Whenever an image turns up, omit it and return the remaining data exactly.

####

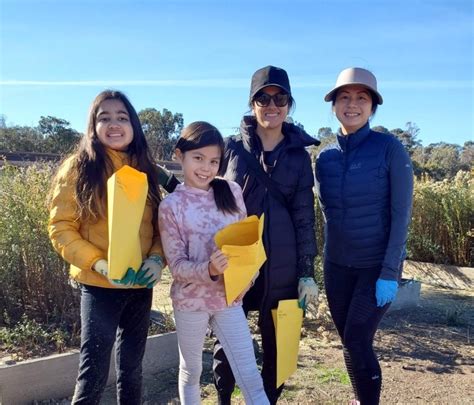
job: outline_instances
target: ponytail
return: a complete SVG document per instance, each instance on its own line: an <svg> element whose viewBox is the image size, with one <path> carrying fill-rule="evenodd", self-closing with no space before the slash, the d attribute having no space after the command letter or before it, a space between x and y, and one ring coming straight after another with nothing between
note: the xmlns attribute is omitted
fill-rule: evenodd
<svg viewBox="0 0 474 405"><path fill-rule="evenodd" d="M235 196L226 180L216 177L211 181L210 185L214 190L214 200L218 210L226 214L234 214L240 211L237 201L235 201Z"/></svg>

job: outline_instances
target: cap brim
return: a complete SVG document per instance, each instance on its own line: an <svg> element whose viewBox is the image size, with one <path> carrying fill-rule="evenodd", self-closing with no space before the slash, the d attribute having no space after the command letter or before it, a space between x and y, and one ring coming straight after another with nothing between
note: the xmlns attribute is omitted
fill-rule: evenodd
<svg viewBox="0 0 474 405"><path fill-rule="evenodd" d="M327 93L324 96L324 101L332 101L332 99L334 97L334 93L336 93L336 91L338 91L341 87L352 86L353 84L359 84L361 86L364 86L366 89L370 90L371 92L373 92L375 94L375 96L377 97L377 101L378 101L377 104L380 104L380 105L383 104L383 98L380 95L380 93L378 91L375 91L374 89L371 89L365 83L347 83L347 84L343 84L342 86L334 87L329 93Z"/></svg>

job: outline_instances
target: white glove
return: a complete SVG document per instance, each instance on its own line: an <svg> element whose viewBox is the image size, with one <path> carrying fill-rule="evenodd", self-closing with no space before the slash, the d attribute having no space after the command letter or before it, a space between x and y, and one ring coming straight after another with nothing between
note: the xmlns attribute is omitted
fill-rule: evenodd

####

**WRITTEN REPLY**
job: outline_instances
target: ponytail
return: a complete SVG document per instance, each instance on its own line: an <svg> element whose viewBox is the image size, with one <path> carrying fill-rule="evenodd", self-closing with no space before the slash, the d attribute having no space after the command letter or before it, a space between x and y, and one ring coming straight after another with nothing between
note: the xmlns attribute is omitted
fill-rule: evenodd
<svg viewBox="0 0 474 405"><path fill-rule="evenodd" d="M235 196L226 180L216 177L211 181L210 185L214 190L214 200L218 210L226 214L234 214L240 211L237 201L235 201Z"/></svg>

job: outline_instances
target: cap brim
return: a complete SVG document per instance, each instance on its own line: an <svg> element whose viewBox is the image size, with one <path> carrying fill-rule="evenodd", self-closing with no space before the slash, the d attribute having no space after the command letter or before it, a space between x and y, and one ring coming straight after another with nothing between
note: the xmlns attribute is omitted
fill-rule: evenodd
<svg viewBox="0 0 474 405"><path fill-rule="evenodd" d="M327 93L324 96L324 101L332 101L332 99L334 97L334 93L336 93L336 91L338 91L341 87L352 86L353 84L359 84L361 86L364 86L366 89L370 90L371 92L373 92L375 94L375 96L377 97L377 101L378 101L377 104L380 104L380 105L383 104L383 98L380 95L380 93L378 91L375 91L374 89L371 89L365 83L347 83L347 84L343 84L342 86L334 87L329 93Z"/></svg>

job: outline_instances
target: white glove
return: a complete SVG document per instance, each instance on its own line: an <svg> element whose viewBox is the image size, with one <path> carrying fill-rule="evenodd", self-closing with no space before the slash, the d attribute having no space after the command letter or before it, a space between x and y, and one ring coming straight after another with nothing between
note: the xmlns attribute is omitted
fill-rule: evenodd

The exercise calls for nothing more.